Input for this task:
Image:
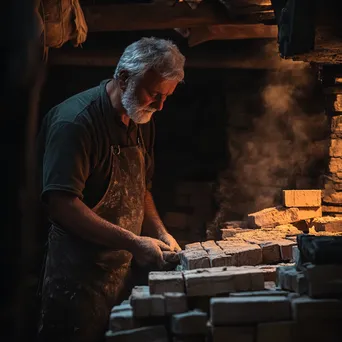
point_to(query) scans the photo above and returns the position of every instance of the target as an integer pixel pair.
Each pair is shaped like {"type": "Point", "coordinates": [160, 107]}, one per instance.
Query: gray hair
{"type": "Point", "coordinates": [152, 54]}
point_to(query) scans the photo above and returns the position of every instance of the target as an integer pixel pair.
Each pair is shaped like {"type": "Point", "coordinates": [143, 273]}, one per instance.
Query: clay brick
{"type": "Point", "coordinates": [150, 334]}
{"type": "Point", "coordinates": [335, 165]}
{"type": "Point", "coordinates": [302, 198]}
{"type": "Point", "coordinates": [242, 253]}
{"type": "Point", "coordinates": [259, 293]}
{"type": "Point", "coordinates": [193, 246]}
{"type": "Point", "coordinates": [334, 197]}
{"type": "Point", "coordinates": [275, 331]}
{"type": "Point", "coordinates": [323, 280]}
{"type": "Point", "coordinates": [189, 323]}
{"type": "Point", "coordinates": [245, 310]}
{"type": "Point", "coordinates": [233, 334]}
{"type": "Point", "coordinates": [175, 302]}
{"type": "Point", "coordinates": [219, 280]}
{"type": "Point", "coordinates": [308, 309]}
{"type": "Point", "coordinates": [148, 305]}
{"type": "Point", "coordinates": [122, 320]}
{"type": "Point", "coordinates": [161, 282]}
{"type": "Point", "coordinates": [335, 149]}
{"type": "Point", "coordinates": [176, 220]}
{"type": "Point", "coordinates": [272, 217]}
{"type": "Point", "coordinates": [122, 307]}
{"type": "Point", "coordinates": [328, 224]}
{"type": "Point", "coordinates": [194, 259]}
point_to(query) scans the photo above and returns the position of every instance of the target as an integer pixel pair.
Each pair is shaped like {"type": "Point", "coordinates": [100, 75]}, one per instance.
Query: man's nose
{"type": "Point", "coordinates": [159, 104]}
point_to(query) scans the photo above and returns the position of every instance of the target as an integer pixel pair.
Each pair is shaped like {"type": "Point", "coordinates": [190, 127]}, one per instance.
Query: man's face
{"type": "Point", "coordinates": [147, 95]}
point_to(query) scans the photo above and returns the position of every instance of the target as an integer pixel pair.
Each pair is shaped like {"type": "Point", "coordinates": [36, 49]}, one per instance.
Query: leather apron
{"type": "Point", "coordinates": [82, 280]}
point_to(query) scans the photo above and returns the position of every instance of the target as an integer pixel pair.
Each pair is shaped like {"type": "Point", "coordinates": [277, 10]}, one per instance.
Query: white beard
{"type": "Point", "coordinates": [134, 111]}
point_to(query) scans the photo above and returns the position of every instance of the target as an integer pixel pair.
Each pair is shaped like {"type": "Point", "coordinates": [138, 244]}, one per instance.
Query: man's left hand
{"type": "Point", "coordinates": [170, 241]}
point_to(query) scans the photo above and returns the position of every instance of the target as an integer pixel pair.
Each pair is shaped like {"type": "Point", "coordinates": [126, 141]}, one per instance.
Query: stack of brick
{"type": "Point", "coordinates": [331, 80]}
{"type": "Point", "coordinates": [191, 210]}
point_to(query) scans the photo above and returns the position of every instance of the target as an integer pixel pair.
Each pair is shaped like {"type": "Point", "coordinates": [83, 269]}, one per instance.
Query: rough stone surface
{"type": "Point", "coordinates": [324, 281]}
{"type": "Point", "coordinates": [245, 310]}
{"type": "Point", "coordinates": [241, 252]}
{"type": "Point", "coordinates": [233, 334]}
{"type": "Point", "coordinates": [219, 280]}
{"type": "Point", "coordinates": [275, 331]}
{"type": "Point", "coordinates": [272, 217]}
{"type": "Point", "coordinates": [194, 259]}
{"type": "Point", "coordinates": [335, 165]}
{"type": "Point", "coordinates": [175, 302]}
{"type": "Point", "coordinates": [259, 293]}
{"type": "Point", "coordinates": [122, 320]}
{"type": "Point", "coordinates": [335, 149]}
{"type": "Point", "coordinates": [148, 305]}
{"type": "Point", "coordinates": [189, 323]}
{"type": "Point", "coordinates": [194, 246]}
{"type": "Point", "coordinates": [328, 224]}
{"type": "Point", "coordinates": [302, 198]}
{"type": "Point", "coordinates": [306, 309]}
{"type": "Point", "coordinates": [161, 282]}
{"type": "Point", "coordinates": [150, 334]}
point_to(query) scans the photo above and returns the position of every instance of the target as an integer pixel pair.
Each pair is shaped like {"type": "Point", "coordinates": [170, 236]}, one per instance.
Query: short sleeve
{"type": "Point", "coordinates": [66, 159]}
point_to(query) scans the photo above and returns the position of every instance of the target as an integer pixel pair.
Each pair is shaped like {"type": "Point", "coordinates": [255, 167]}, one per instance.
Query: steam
{"type": "Point", "coordinates": [279, 147]}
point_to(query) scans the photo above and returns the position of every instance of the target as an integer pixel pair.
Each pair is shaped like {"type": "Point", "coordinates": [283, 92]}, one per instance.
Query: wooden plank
{"type": "Point", "coordinates": [160, 15]}
{"type": "Point", "coordinates": [228, 32]}
{"type": "Point", "coordinates": [198, 59]}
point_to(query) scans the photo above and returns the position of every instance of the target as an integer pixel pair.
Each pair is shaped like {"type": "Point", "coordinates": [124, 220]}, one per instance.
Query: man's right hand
{"type": "Point", "coordinates": [147, 250]}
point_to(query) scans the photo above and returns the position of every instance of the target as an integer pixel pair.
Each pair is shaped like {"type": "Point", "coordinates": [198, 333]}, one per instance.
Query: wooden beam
{"type": "Point", "coordinates": [194, 59]}
{"type": "Point", "coordinates": [229, 32]}
{"type": "Point", "coordinates": [160, 15]}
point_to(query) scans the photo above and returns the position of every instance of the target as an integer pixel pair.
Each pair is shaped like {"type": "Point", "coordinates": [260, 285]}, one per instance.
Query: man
{"type": "Point", "coordinates": [97, 164]}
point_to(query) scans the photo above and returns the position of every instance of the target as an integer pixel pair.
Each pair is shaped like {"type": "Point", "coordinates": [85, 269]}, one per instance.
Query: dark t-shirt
{"type": "Point", "coordinates": [74, 145]}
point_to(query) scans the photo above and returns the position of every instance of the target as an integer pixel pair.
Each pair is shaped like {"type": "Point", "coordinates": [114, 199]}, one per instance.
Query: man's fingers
{"type": "Point", "coordinates": [163, 246]}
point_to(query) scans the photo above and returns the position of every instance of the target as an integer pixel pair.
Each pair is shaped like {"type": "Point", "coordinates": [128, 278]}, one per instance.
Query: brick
{"type": "Point", "coordinates": [161, 282]}
{"type": "Point", "coordinates": [306, 309]}
{"type": "Point", "coordinates": [328, 224]}
{"type": "Point", "coordinates": [194, 259]}
{"type": "Point", "coordinates": [242, 253]}
{"type": "Point", "coordinates": [259, 293]}
{"type": "Point", "coordinates": [245, 310]}
{"type": "Point", "coordinates": [189, 323]}
{"type": "Point", "coordinates": [233, 334]}
{"type": "Point", "coordinates": [333, 197]}
{"type": "Point", "coordinates": [331, 209]}
{"type": "Point", "coordinates": [275, 331]}
{"type": "Point", "coordinates": [323, 280]}
{"type": "Point", "coordinates": [175, 302]}
{"type": "Point", "coordinates": [336, 124]}
{"type": "Point", "coordinates": [272, 217]}
{"type": "Point", "coordinates": [219, 280]}
{"type": "Point", "coordinates": [335, 149]}
{"type": "Point", "coordinates": [151, 334]}
{"type": "Point", "coordinates": [176, 220]}
{"type": "Point", "coordinates": [122, 307]}
{"type": "Point", "coordinates": [148, 305]}
{"type": "Point", "coordinates": [122, 320]}
{"type": "Point", "coordinates": [302, 198]}
{"type": "Point", "coordinates": [220, 260]}
{"type": "Point", "coordinates": [317, 331]}
{"type": "Point", "coordinates": [194, 246]}
{"type": "Point", "coordinates": [335, 165]}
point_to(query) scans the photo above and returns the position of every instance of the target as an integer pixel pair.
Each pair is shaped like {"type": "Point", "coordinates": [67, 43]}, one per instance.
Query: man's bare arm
{"type": "Point", "coordinates": [153, 225]}
{"type": "Point", "coordinates": [74, 216]}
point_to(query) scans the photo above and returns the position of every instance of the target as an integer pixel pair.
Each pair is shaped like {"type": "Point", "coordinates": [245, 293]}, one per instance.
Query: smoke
{"type": "Point", "coordinates": [279, 147]}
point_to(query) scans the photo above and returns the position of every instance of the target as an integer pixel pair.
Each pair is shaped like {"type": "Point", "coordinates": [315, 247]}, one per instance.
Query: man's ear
{"type": "Point", "coordinates": [123, 79]}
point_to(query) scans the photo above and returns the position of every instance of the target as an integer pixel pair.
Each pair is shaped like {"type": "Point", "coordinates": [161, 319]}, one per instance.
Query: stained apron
{"type": "Point", "coordinates": [82, 280]}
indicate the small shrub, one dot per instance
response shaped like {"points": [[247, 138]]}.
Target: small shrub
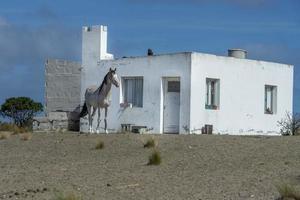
{"points": [[150, 143], [13, 128], [26, 136], [288, 192], [99, 145], [4, 135], [154, 158], [67, 196]]}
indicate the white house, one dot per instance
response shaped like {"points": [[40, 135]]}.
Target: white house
{"points": [[188, 92]]}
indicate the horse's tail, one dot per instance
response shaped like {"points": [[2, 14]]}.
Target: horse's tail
{"points": [[84, 111]]}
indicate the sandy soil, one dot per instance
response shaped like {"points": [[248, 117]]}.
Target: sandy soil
{"points": [[193, 166]]}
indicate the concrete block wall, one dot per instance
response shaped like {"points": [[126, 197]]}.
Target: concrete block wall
{"points": [[62, 90]]}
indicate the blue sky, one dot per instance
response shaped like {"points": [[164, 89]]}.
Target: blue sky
{"points": [[32, 31]]}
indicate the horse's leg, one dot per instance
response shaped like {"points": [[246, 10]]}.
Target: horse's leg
{"points": [[105, 120], [89, 118], [99, 120], [92, 117]]}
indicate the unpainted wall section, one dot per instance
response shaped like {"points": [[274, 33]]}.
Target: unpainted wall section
{"points": [[242, 84], [62, 86], [152, 69]]}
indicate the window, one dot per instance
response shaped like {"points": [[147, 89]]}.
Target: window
{"points": [[173, 86], [270, 99], [133, 91], [212, 94]]}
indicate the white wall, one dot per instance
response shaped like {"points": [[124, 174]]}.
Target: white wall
{"points": [[242, 84], [153, 69]]}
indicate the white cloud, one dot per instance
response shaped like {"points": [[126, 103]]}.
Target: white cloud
{"points": [[3, 22]]}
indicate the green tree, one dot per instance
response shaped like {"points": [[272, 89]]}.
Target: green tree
{"points": [[21, 110]]}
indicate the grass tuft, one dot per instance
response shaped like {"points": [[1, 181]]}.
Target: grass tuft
{"points": [[150, 143], [13, 128], [154, 158], [67, 196], [25, 136], [99, 145], [4, 135], [287, 191]]}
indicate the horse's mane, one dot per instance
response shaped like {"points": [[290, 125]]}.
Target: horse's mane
{"points": [[103, 82]]}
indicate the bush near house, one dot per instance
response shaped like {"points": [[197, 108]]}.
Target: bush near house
{"points": [[150, 143], [290, 125], [13, 128], [4, 135], [99, 145], [154, 158], [26, 136], [20, 110]]}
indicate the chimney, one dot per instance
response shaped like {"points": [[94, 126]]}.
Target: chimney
{"points": [[94, 43], [237, 53]]}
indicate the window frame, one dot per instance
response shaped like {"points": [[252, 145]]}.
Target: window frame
{"points": [[212, 95], [124, 89], [273, 99]]}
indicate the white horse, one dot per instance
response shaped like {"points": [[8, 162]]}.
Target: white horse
{"points": [[99, 97]]}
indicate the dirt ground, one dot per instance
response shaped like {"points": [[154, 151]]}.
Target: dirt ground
{"points": [[193, 166]]}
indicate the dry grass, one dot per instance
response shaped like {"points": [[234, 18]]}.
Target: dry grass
{"points": [[4, 135], [25, 136], [287, 191], [99, 145], [150, 143], [67, 196], [154, 158]]}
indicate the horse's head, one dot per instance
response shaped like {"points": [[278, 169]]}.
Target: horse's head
{"points": [[113, 77]]}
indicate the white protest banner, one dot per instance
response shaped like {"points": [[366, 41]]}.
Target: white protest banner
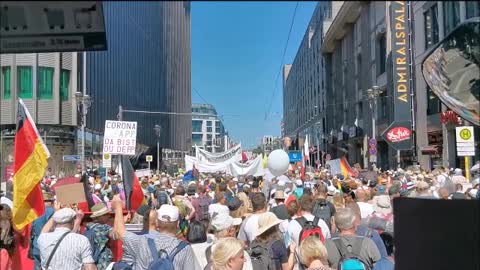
{"points": [[120, 137]]}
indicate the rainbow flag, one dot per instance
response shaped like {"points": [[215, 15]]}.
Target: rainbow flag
{"points": [[340, 166], [30, 163]]}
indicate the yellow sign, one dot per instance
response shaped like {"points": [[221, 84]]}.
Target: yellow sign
{"points": [[465, 134]]}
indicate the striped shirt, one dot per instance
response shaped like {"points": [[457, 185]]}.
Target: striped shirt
{"points": [[73, 252], [136, 251]]}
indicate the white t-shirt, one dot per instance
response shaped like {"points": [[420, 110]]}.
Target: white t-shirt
{"points": [[366, 209], [249, 228], [218, 208], [294, 229]]}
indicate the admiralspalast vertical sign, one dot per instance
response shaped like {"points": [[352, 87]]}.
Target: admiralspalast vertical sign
{"points": [[399, 133]]}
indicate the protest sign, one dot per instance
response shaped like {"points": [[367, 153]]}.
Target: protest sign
{"points": [[71, 193], [120, 137]]}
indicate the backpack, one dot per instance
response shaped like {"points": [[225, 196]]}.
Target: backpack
{"points": [[322, 210], [161, 259], [96, 250], [182, 208], [309, 228], [202, 211], [350, 255], [261, 256]]}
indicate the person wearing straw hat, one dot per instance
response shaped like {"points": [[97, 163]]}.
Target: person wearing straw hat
{"points": [[99, 233], [37, 226], [268, 250]]}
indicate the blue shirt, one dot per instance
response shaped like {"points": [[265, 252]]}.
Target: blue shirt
{"points": [[37, 226], [362, 231], [384, 264]]}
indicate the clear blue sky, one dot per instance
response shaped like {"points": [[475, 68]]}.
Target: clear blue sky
{"points": [[237, 50]]}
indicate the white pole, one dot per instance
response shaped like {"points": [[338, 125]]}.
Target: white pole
{"points": [[84, 119]]}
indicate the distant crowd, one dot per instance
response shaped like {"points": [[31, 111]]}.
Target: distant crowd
{"points": [[216, 221]]}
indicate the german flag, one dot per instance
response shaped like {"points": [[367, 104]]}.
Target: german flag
{"points": [[31, 156]]}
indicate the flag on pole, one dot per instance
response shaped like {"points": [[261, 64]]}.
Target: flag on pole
{"points": [[30, 163], [307, 149], [133, 191]]}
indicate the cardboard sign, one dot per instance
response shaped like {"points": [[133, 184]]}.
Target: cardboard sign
{"points": [[71, 193], [120, 138]]}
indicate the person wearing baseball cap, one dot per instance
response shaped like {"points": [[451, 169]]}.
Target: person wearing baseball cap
{"points": [[73, 250], [137, 247], [37, 226]]}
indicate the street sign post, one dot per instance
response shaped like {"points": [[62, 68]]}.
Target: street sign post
{"points": [[465, 145], [71, 158], [149, 159]]}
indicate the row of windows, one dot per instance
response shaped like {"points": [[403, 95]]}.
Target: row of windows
{"points": [[25, 82], [451, 18]]}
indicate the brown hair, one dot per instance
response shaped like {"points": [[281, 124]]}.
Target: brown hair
{"points": [[258, 201], [292, 208], [306, 203]]}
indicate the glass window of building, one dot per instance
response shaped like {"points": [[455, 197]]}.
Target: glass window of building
{"points": [[6, 82], [473, 9], [451, 15], [382, 54], [24, 82], [434, 105], [45, 83], [197, 139], [64, 82], [197, 126], [431, 26]]}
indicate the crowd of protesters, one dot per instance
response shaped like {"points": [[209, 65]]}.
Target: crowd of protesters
{"points": [[217, 221]]}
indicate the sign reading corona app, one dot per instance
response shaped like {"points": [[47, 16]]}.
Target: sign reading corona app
{"points": [[120, 138]]}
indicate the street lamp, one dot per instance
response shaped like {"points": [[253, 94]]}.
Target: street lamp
{"points": [[372, 95], [158, 130], [84, 102]]}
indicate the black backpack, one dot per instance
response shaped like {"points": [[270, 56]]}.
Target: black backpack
{"points": [[96, 250], [322, 210], [350, 255], [262, 256]]}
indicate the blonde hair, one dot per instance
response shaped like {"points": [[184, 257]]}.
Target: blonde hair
{"points": [[223, 250], [312, 249]]}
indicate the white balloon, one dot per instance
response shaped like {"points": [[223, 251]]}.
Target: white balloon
{"points": [[278, 162]]}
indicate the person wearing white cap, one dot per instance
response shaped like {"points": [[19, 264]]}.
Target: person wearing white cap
{"points": [[62, 248], [138, 246]]}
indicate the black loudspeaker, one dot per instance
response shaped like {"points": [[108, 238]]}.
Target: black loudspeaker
{"points": [[436, 234]]}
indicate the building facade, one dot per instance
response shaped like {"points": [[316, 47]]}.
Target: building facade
{"points": [[355, 59], [146, 68], [304, 81], [433, 21], [47, 83], [208, 131]]}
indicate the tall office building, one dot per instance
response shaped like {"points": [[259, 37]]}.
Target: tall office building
{"points": [[208, 131], [146, 68], [305, 83]]}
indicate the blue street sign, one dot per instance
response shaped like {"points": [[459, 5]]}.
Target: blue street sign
{"points": [[295, 156], [71, 158]]}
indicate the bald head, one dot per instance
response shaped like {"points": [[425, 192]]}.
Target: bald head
{"points": [[361, 195]]}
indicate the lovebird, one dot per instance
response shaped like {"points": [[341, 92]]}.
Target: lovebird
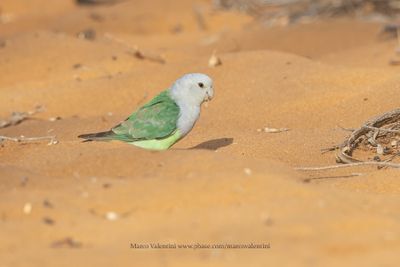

Task to carry out:
What belongs in the answer is each line of the data that has the word "lovebird".

Response to the exercise:
indicate the lovebird, one dot per instance
Target: lovebird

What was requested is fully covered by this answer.